◆ **WORK ITEM**:
From the listing below, pull out the lines that hold "thorax".

◆ **DATASET RECORDS**:
--------

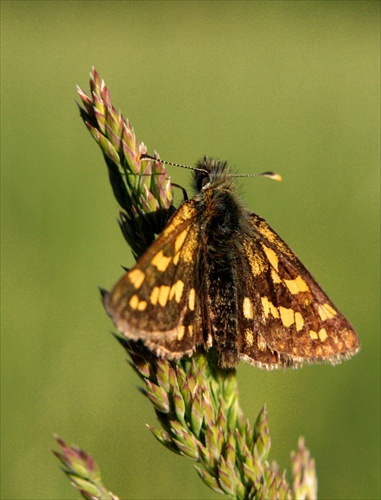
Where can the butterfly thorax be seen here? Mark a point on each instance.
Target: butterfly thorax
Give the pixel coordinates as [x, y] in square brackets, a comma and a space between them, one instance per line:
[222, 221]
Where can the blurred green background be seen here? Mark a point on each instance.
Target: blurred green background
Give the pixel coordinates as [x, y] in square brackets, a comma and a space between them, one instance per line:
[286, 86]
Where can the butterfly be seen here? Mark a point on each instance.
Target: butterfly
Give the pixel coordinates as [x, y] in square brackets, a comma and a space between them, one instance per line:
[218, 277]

--------

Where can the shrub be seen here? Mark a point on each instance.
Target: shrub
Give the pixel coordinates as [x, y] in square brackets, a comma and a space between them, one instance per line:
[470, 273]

--------

◆ **RESPONSE AREA**:
Where can the butterfly thorax be seen here? Mark a point on each instance.
Target: butterfly thorax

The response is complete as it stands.